For this exercise, transcribe every line of the material exactly and skip the pictures.

● ● ● ● ●

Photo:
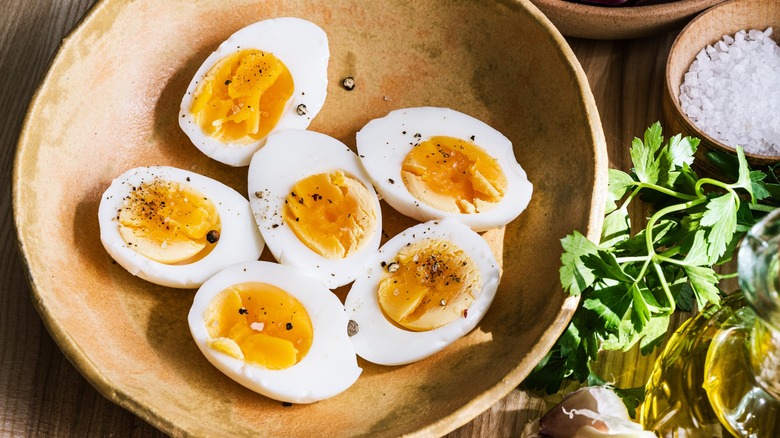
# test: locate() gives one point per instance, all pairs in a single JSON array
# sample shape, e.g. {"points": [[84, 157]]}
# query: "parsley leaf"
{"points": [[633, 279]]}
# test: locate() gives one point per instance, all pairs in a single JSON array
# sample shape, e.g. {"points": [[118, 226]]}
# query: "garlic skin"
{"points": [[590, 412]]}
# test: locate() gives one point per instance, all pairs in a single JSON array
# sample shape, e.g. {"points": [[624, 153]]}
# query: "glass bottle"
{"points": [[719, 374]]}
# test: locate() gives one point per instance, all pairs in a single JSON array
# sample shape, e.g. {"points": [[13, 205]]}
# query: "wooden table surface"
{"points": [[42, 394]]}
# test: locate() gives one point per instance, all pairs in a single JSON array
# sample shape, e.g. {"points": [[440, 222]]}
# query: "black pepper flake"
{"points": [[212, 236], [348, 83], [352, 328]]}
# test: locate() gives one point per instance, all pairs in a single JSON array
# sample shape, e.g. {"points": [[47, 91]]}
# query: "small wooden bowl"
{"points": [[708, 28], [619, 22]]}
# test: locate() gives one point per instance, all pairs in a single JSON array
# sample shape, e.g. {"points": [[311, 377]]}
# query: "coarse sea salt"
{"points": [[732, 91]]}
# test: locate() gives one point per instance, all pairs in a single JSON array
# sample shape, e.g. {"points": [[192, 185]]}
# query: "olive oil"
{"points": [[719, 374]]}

● ● ● ● ●

> **ANSWER TO THE PROBLEM**
Photo:
# test: locate() gives one point per instance, all pairs in a single JSON array
# sample shape, e.g. {"points": [[84, 157]]}
# query: "parsley leaf"
{"points": [[633, 279]]}
# test: locate() gives one point per instance, all pairs in a single JSON array
# sample shape, e.g. {"points": [[118, 226]]}
# query: "garlic skin"
{"points": [[590, 412]]}
# test: locate() gives one point per instance, all pairs in a single JSON array
# sample shape, e.g. {"points": [[624, 153]]}
# query: "glass bottle"
{"points": [[719, 374]]}
# test: locate() gives one point per instance, all pairs in a single JSON array
# sample shape, e.g. {"points": [[13, 205]]}
# query: "wooden table surface"
{"points": [[42, 394]]}
# test: locate() gives one point per instance, all pairs in a single JSON array
# sample shape, e.g. {"points": [[440, 222]]}
# query: "black pepper flake"
{"points": [[212, 236], [348, 83], [352, 328]]}
# test: locate() gives one point per instance, all pairs in a single JSON array
# sample shape, e.g. {"points": [[47, 91]]}
# query: "small wooden bowl"
{"points": [[708, 28], [619, 22]]}
# test: locate() gives one point per instance, all pairs in a single JSON array
# sample shape, e.g. {"points": [[311, 377]]}
# query: "coarse sea salt"
{"points": [[732, 91]]}
# test: locate() gives one point per instance, all pairs in a single JSON array
# sample shape, e.g. {"points": [[192, 185]]}
# query: "olive oil"
{"points": [[719, 374]]}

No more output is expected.